▸ **WORK TASK**
Please set down exactly the lines from the one that contains "x=518, y=732" through the end of the material, leaving out every picture.

▸ **DATA**
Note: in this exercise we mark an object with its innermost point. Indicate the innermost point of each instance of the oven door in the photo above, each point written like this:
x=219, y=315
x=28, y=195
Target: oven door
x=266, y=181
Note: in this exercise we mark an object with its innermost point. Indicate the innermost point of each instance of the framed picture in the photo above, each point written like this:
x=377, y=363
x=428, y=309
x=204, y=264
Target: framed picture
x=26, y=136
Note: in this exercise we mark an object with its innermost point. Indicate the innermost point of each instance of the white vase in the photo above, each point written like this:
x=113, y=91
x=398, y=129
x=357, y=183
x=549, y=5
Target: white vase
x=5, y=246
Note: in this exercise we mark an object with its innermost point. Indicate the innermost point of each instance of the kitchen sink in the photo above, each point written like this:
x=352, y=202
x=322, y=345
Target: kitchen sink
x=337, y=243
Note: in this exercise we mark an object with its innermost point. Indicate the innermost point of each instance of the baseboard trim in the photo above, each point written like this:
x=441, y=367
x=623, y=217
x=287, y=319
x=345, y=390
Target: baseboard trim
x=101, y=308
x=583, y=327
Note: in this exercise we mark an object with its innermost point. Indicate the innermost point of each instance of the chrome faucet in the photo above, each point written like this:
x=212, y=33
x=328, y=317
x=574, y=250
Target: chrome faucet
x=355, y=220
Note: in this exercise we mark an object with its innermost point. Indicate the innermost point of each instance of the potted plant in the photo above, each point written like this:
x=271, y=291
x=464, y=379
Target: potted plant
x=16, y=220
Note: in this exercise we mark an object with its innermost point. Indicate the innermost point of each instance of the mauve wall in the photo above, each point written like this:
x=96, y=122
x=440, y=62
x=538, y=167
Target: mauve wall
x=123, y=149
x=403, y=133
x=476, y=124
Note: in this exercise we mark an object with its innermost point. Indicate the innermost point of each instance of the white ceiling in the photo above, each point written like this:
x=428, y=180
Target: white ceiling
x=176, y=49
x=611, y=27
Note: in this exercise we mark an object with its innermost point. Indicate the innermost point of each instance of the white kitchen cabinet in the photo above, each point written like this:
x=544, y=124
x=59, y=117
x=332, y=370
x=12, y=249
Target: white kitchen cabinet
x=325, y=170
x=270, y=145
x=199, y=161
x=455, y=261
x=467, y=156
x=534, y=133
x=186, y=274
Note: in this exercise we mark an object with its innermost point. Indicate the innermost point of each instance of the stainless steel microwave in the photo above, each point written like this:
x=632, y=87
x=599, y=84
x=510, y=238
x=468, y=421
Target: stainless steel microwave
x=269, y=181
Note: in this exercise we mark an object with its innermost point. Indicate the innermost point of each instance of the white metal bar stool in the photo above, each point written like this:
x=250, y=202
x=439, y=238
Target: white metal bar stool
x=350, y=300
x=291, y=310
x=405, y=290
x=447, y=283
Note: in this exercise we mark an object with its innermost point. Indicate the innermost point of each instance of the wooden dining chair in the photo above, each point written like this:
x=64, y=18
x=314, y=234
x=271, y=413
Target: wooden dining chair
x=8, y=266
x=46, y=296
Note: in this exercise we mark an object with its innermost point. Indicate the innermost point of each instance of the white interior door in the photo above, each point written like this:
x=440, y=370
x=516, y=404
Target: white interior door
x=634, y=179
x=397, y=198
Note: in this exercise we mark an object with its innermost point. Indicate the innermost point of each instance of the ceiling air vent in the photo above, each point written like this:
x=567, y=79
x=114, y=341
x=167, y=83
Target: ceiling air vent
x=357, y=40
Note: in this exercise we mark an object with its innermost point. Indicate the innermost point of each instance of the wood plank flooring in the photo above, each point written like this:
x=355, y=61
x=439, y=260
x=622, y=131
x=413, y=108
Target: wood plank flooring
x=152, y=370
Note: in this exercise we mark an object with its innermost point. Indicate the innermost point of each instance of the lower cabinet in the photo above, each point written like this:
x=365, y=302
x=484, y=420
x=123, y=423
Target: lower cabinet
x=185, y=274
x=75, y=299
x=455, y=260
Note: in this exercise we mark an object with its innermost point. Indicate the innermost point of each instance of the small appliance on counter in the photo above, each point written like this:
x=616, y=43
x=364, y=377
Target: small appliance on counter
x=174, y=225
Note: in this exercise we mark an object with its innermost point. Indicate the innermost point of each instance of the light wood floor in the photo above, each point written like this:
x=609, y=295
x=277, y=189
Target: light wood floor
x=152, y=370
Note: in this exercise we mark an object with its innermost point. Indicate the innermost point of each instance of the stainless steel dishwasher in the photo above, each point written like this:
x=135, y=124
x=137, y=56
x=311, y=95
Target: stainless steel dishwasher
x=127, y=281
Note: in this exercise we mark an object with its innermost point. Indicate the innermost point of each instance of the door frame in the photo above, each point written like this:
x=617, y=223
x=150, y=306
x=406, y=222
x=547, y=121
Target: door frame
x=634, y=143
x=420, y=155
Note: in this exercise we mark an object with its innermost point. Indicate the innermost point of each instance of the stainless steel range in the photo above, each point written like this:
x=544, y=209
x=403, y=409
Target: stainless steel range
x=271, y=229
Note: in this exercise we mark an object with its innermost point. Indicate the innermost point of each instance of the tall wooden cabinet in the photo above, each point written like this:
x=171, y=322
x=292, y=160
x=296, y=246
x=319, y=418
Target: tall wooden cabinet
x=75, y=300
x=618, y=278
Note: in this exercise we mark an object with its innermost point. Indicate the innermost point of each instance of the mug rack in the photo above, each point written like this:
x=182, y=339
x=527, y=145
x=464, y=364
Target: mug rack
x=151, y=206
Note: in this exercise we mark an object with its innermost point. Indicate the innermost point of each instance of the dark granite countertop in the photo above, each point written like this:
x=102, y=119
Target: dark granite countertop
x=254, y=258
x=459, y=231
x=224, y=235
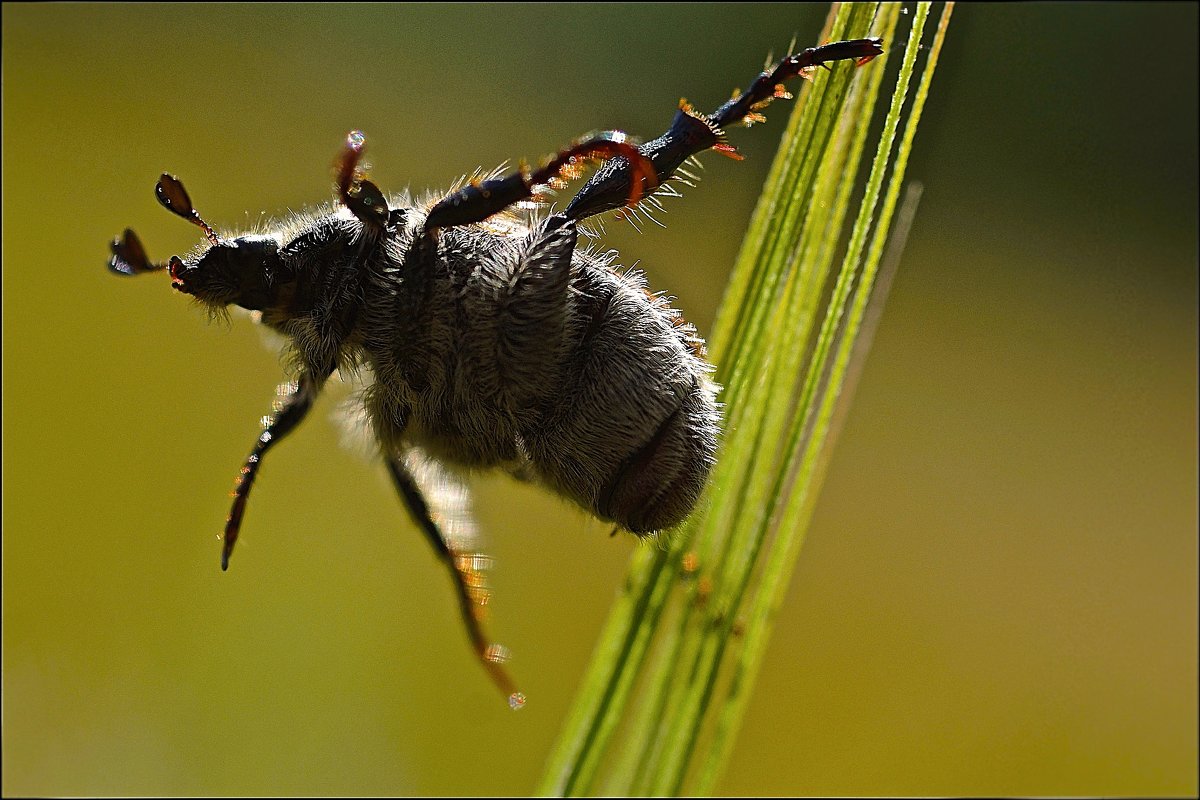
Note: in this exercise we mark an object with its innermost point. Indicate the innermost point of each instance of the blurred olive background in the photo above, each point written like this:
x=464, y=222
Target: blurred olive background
x=999, y=594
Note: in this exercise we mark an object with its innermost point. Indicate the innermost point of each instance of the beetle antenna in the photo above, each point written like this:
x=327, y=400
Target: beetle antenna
x=173, y=197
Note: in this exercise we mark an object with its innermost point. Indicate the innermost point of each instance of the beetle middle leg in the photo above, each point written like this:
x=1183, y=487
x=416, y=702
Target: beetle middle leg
x=463, y=569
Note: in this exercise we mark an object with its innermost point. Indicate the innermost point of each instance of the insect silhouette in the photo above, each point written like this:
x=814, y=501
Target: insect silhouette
x=487, y=338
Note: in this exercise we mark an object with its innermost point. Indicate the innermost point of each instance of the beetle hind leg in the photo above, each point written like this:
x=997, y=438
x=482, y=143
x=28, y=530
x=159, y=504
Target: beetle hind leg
x=465, y=563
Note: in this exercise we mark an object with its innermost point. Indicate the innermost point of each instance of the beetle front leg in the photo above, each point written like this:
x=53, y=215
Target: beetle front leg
x=480, y=199
x=465, y=570
x=693, y=132
x=288, y=415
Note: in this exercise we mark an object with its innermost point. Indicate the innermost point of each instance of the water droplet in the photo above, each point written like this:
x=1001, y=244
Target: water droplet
x=497, y=654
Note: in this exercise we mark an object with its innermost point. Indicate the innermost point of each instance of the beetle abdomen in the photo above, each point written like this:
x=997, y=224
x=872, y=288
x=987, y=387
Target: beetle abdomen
x=633, y=434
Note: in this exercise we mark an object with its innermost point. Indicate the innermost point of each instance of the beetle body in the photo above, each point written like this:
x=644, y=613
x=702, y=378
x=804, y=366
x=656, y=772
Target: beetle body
x=492, y=346
x=489, y=340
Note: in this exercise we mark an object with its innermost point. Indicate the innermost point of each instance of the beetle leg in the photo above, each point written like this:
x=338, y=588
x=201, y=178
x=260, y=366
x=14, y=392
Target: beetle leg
x=480, y=199
x=288, y=415
x=693, y=132
x=466, y=571
x=357, y=193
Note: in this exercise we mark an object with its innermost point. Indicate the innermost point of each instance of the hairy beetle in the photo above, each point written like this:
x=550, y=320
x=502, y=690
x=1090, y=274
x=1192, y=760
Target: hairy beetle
x=486, y=338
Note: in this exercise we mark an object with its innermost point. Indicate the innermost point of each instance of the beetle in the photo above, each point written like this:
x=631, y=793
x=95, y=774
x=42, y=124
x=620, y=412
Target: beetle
x=485, y=337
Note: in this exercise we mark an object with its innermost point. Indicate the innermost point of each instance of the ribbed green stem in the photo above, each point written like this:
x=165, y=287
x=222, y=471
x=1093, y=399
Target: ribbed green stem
x=741, y=546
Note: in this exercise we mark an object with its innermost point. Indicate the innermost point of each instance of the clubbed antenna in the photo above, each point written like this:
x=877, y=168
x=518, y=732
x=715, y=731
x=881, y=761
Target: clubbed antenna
x=173, y=197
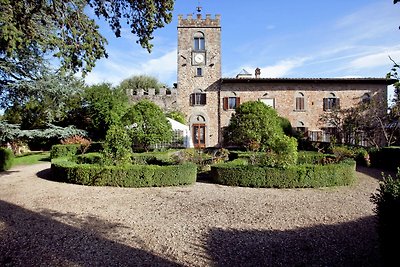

▸ **EXERCISE OUTPUT**
x=518, y=732
x=715, y=731
x=881, y=761
Target: clubbed antenna
x=173, y=197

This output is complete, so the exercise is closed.